[Task data]

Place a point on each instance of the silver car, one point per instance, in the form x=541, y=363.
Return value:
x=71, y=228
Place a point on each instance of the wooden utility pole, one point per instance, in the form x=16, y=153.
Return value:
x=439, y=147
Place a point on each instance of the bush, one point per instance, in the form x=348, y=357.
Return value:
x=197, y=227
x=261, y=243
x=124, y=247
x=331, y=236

[/Task data]
[Task data]

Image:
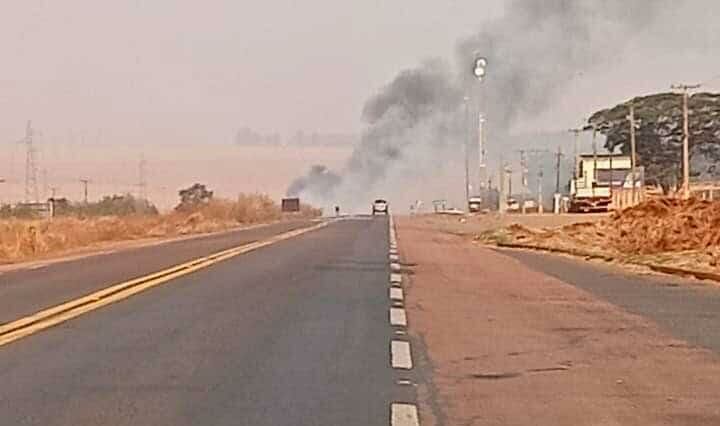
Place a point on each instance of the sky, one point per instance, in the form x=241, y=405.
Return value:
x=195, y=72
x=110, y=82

[/Task data]
[Task data]

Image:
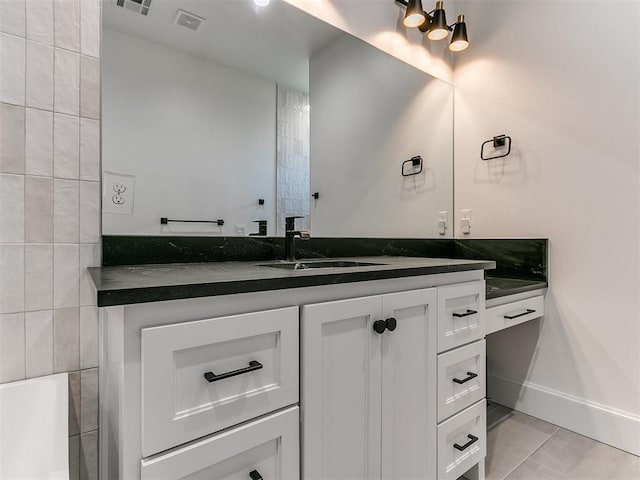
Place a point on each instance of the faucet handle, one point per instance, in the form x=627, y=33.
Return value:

[/Task data]

> [Activity]: If a line of the data holds the string "form", list it.

> [Answer section]:
Place a point on each instance of the silver car, one point per instance, in the form x=541, y=363.
Place a point on each instance of the wooden utility pole, one point per instance, in the form x=16, y=153.
Place a point on each instance of the bush, one point per instance, in the form x=348, y=357.
Place a point on each instance of the sky, one point per instance, in the form x=241, y=405.
Place a point on each instance of the faucet handle, one point per instance, in the form x=627, y=33.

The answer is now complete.